Lines holding the string "Note" in the listing below are to be copied.

[[ TASK INPUTS open ]]

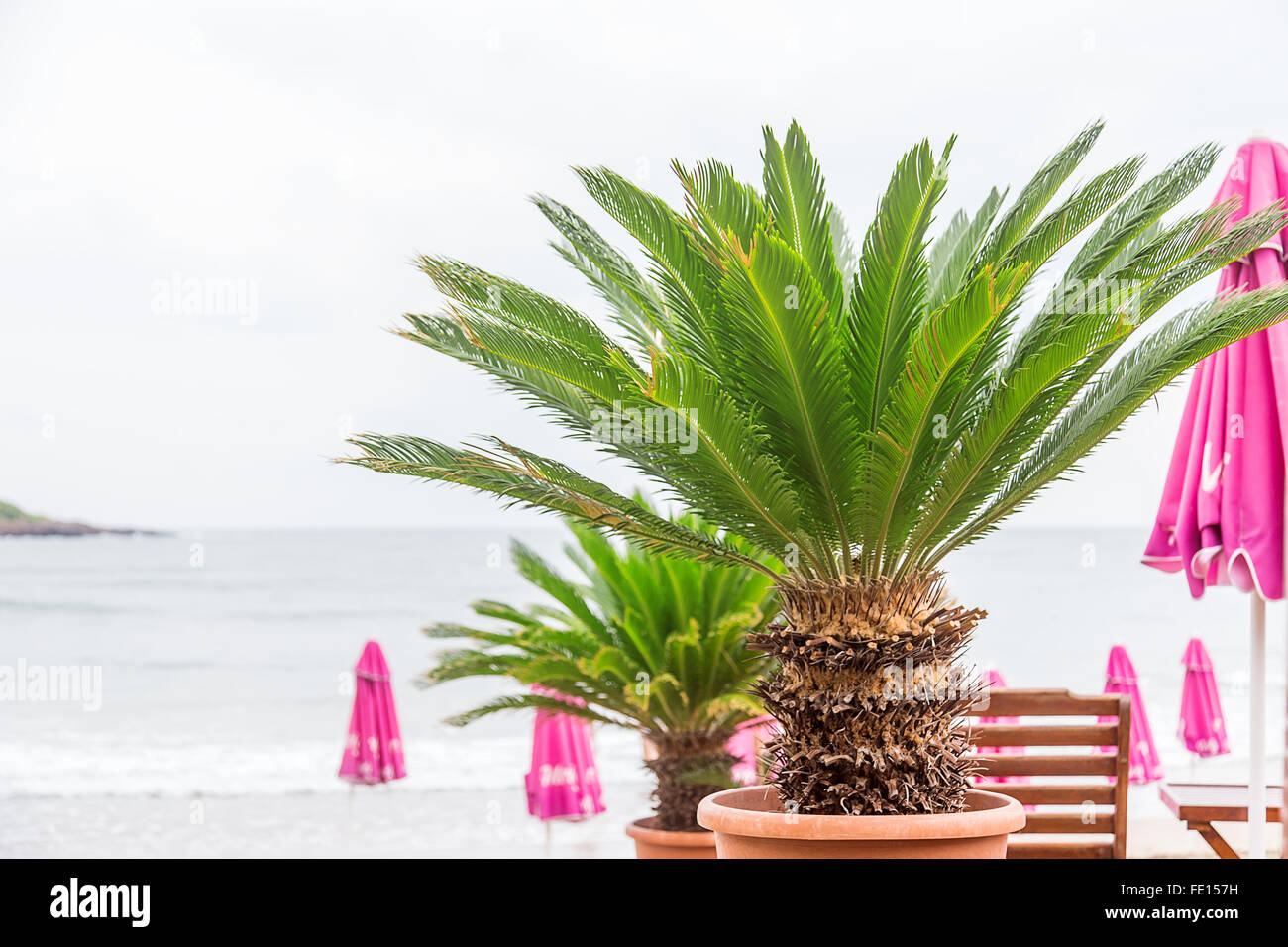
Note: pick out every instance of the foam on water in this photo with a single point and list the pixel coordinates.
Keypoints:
(228, 677)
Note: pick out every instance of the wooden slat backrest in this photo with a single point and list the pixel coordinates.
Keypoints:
(1091, 766)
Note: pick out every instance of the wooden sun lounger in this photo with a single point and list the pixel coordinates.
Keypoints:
(1199, 804)
(1100, 819)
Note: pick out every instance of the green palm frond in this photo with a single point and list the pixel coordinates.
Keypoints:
(853, 416)
(647, 642)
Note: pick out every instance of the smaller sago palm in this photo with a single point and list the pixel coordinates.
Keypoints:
(649, 643)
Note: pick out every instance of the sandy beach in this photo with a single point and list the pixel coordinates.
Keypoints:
(390, 823)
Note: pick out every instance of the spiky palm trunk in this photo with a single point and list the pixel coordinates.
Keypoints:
(868, 697)
(690, 767)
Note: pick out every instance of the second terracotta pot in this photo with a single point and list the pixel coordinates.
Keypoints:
(750, 822)
(657, 843)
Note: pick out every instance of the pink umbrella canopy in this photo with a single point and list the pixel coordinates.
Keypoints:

[[ TASK INPUTS closed ]]

> **ANSWER SPACE**:
Note: pick out every instance of the foam on water in this photo with a single point and list the pixel coordinates.
Note: pick out every instance of the wooden slat backrest in this photo with a single point and list the pixel coordinates.
Note: pick out every instance of the wooden sun lounger in this photo with a single point and list the pixel coordinates.
Note: pick out every instance of the green palm frond in this photo with a single point and list the pixel coordinates.
Note: pick out every instance of the smaller sago palm in this photo with a single point and list the pixel coordinates.
Note: pick out every instance of the sandy beach in this photo with a single point and list the pixel coordinates.
Note: pick out every instance of the spiky palm trunk in this photo with a single point and list the pixel coordinates.
Note: pick out every instance of the second terracotta pot in this photo with a single point and list the pixel coordinates.
Note: pick out every instance of the pink umbrella canopy in this photo with a single point and list the pixel coordinates.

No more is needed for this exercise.